With "sample" as the search word, show every line of the material that has it.

Records for this task:
* * * * * * * * *

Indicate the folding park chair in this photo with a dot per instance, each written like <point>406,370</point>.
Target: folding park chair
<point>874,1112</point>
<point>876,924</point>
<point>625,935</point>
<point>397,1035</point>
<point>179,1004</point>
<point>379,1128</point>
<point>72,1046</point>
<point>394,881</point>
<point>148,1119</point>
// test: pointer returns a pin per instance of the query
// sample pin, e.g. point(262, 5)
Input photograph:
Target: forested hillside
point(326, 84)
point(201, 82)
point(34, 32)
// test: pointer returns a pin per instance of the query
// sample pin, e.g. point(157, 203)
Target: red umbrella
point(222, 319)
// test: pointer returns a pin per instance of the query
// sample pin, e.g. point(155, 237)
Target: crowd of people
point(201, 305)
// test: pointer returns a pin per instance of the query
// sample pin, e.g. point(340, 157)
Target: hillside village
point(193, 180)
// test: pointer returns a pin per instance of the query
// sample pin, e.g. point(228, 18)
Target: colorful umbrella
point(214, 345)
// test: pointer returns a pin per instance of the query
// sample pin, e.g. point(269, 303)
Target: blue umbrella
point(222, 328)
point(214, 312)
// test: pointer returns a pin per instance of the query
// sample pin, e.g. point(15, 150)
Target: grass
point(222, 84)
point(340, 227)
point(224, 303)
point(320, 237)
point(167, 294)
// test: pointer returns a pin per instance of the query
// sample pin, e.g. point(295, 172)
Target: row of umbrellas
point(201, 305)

* * * * * * * * *

Task output:
// sample pin, e.g. point(262, 5)
// sample pin, e.g. point(157, 203)
// sample pin, e.g. point(155, 237)
// sample pin, e.g. point(340, 157)
// sample pin, e.g. point(228, 18)
// sample pin, e.g. point(269, 303)
// sample pin, e.g. point(15, 150)
// sample pin, e.g. point(295, 172)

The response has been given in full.